__Pointing dataset records__
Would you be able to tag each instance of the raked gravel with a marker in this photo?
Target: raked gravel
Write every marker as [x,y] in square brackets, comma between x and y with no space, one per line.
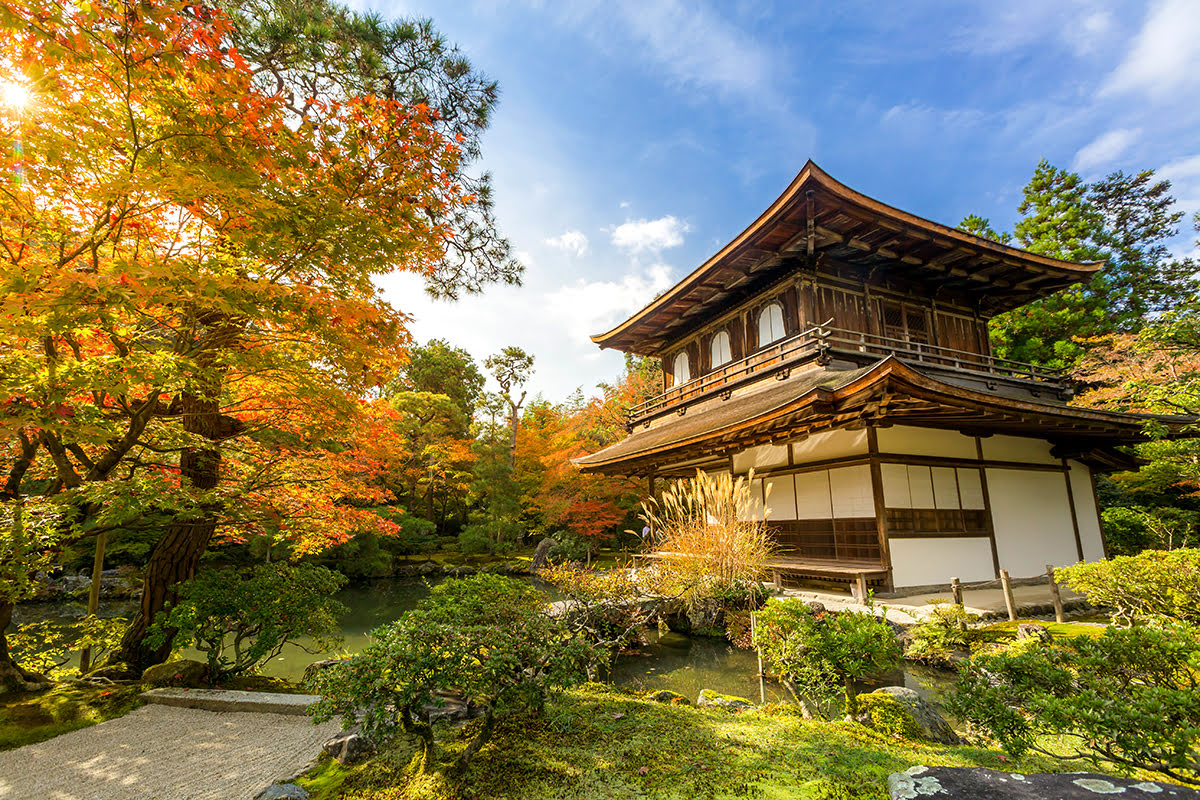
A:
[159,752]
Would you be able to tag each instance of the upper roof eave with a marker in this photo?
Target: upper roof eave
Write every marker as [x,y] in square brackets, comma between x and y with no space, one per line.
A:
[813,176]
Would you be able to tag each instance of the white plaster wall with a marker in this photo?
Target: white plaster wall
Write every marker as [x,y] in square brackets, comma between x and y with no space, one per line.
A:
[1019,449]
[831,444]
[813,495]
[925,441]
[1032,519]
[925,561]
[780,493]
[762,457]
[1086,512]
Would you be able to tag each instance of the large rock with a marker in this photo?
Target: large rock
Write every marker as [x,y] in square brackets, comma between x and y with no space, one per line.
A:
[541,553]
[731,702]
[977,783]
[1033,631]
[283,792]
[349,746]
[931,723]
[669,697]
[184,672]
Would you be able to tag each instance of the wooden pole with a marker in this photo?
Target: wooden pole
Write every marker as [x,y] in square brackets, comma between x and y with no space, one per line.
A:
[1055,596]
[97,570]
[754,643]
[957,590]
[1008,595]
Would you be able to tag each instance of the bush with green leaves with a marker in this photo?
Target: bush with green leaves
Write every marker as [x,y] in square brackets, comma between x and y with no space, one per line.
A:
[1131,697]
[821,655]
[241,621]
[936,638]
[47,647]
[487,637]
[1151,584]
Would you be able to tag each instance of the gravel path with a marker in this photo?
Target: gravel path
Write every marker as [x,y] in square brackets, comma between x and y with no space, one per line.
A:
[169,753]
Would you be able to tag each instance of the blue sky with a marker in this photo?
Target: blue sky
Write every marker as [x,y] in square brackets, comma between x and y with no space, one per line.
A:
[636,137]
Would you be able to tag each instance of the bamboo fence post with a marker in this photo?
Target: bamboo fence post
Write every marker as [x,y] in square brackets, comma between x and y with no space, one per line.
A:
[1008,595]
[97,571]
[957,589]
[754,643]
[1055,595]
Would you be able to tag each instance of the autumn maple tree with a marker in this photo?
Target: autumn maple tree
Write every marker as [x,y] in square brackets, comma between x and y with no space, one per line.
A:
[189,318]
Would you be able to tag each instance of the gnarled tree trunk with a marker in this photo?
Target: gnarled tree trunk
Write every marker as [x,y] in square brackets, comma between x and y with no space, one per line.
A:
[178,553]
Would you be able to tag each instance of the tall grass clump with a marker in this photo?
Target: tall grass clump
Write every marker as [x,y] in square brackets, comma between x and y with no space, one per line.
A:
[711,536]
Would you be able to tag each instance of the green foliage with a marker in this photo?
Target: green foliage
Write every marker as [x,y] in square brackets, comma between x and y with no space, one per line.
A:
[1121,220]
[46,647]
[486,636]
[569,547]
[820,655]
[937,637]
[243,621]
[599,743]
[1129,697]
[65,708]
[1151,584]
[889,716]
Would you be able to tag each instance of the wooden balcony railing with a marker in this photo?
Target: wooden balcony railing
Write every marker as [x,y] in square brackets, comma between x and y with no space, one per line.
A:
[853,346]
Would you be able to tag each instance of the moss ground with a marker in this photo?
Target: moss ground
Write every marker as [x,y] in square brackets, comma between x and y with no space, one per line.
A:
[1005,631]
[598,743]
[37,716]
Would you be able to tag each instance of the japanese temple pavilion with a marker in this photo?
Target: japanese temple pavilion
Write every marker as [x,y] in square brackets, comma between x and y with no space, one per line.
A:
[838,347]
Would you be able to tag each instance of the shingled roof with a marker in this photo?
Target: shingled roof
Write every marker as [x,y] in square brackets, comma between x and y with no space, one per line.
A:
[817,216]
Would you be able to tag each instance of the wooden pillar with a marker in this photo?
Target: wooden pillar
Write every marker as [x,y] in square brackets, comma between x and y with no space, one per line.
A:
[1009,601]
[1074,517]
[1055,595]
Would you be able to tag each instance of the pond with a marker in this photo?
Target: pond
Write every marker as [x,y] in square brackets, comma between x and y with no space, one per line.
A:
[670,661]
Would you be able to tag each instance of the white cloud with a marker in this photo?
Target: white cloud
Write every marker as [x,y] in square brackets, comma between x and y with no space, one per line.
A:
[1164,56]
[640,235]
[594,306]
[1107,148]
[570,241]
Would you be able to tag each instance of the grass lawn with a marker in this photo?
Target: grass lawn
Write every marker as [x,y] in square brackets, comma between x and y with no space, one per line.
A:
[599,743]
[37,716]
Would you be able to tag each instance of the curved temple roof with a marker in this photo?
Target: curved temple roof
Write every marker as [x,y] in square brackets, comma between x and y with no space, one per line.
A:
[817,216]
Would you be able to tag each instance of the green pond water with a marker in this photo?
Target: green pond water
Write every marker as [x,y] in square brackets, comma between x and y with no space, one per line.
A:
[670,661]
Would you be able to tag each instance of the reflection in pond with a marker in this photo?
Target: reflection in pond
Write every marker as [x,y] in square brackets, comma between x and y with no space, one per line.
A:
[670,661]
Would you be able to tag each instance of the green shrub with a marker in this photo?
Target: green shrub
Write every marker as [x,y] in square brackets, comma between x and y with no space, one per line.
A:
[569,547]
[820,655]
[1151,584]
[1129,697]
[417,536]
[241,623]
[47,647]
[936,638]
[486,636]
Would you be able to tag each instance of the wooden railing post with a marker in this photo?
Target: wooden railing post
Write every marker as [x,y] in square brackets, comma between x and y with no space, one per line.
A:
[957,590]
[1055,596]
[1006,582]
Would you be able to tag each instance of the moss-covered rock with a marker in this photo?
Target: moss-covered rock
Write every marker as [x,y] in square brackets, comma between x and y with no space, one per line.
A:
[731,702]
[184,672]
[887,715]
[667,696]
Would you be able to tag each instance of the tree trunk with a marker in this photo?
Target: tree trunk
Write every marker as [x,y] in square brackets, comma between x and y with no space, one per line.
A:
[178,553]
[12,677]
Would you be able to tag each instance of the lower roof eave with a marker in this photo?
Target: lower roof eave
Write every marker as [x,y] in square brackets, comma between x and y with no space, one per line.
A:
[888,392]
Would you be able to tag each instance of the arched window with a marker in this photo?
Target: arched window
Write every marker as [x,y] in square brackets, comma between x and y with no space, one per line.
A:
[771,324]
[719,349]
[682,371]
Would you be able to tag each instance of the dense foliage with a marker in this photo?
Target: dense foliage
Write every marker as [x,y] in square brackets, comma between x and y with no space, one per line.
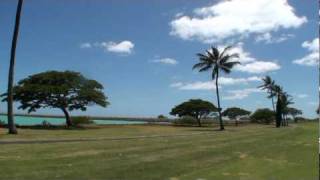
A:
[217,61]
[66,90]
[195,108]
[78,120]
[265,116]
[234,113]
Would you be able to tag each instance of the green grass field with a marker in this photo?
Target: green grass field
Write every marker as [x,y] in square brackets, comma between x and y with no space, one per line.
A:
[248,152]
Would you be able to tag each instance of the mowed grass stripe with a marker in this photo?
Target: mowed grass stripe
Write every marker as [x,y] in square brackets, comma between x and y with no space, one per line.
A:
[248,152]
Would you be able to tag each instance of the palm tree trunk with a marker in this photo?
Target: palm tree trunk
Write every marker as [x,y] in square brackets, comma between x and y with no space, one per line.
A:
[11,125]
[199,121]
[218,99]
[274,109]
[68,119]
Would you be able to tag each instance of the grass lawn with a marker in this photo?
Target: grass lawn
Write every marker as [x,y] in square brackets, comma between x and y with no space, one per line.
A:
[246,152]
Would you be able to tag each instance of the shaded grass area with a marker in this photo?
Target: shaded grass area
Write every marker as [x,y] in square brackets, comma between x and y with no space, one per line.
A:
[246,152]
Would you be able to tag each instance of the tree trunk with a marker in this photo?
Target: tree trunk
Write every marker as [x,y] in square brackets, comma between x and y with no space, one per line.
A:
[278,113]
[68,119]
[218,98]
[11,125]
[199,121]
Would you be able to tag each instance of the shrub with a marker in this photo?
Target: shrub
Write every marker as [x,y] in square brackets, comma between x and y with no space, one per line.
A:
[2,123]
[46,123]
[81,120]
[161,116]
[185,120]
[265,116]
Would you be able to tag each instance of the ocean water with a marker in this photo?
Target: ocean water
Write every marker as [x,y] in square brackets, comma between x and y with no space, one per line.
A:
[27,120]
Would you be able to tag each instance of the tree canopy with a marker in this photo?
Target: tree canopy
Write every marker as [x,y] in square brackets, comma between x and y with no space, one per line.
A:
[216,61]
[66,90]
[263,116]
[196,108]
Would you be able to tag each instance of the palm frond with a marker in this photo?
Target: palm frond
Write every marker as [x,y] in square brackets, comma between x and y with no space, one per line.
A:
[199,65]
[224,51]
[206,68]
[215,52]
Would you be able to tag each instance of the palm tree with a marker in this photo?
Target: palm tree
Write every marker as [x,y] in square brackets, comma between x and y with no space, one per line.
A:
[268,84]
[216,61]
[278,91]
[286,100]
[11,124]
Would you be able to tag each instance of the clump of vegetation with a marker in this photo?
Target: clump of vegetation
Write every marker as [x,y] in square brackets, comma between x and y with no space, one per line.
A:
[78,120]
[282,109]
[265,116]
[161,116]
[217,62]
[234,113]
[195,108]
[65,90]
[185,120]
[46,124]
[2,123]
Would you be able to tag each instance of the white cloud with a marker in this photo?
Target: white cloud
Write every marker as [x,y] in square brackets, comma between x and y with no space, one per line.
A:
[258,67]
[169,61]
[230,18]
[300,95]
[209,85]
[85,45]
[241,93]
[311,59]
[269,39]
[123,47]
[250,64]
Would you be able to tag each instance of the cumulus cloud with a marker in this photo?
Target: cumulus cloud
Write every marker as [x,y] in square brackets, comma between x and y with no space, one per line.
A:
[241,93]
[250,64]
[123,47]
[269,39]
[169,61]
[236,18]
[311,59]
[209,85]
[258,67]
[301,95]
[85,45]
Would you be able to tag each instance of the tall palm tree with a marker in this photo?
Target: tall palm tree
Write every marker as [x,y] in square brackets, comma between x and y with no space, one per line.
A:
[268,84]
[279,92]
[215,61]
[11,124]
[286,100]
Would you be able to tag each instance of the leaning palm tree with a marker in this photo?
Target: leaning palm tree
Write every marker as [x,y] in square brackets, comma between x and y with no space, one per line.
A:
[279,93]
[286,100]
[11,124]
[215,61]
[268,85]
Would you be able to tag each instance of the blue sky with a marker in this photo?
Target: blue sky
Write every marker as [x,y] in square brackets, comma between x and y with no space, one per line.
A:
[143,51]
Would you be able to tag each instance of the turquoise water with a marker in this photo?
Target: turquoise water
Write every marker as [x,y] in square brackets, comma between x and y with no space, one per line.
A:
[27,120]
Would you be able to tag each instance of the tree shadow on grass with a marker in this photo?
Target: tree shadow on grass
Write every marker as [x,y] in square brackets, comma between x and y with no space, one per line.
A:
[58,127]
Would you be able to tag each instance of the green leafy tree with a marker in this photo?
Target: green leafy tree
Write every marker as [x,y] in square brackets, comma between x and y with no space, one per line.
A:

__Work to complete__
Extract exactly the lines between the line containing "Would you be able to tag each instance of the cumulus" and the end of the data, including both.

__Complete response__
Would you be able to tag each instance of the cumulus cloud with a marker in this photo?
Target: cumulus cloud
Write every marker as [x,y] in square brackets, comma between x and y with no space, one per line.
A:
[241,93]
[250,64]
[123,47]
[269,39]
[169,61]
[236,18]
[311,59]
[209,85]
[258,67]
[301,95]
[85,45]
Would you be able to tag each instance of the tall palm tree with a marker in this photo?
Target: tall palm tree
Write every marker as [x,y] in square brackets, comma between x and y with no space, one per line.
A:
[268,84]
[279,92]
[215,61]
[11,124]
[286,100]
Would you be able to tag each instance of the leaning palm tree with a marker in this photo?
Target: leaning palm tree
Write every marker as [x,y] in square brackets, comma between x and y with no space, one per line.
A:
[279,93]
[286,100]
[11,124]
[215,61]
[268,85]
Would you be able to tag each instance of the blue sky with a marker in this photo?
Target: blue sky
Write every marker as [x,y] in square brackets, comma between x and y with no space, one per line.
A:
[143,51]
Would you be able to tag each instance of the turquoise water with a marker in this photo?
Target: turquoise water
Write every marker as [x,y] in square brackets, comma between x and y with no space, one per line.
A:
[27,120]
Would you be able to tag each instance of the tree shadow on grass with a marker in this photo?
Target: tree shadow on grass
Write every marker as [x,y] in square brackets, comma between x and y with no space, one per line.
A:
[58,127]
Would you be able to tag each instance of the green leafy tree with a marker in this photo?
Target: green leafy tree
Write every marker as [x,y] in square brackets, comma between x and y with no space, one per line.
A:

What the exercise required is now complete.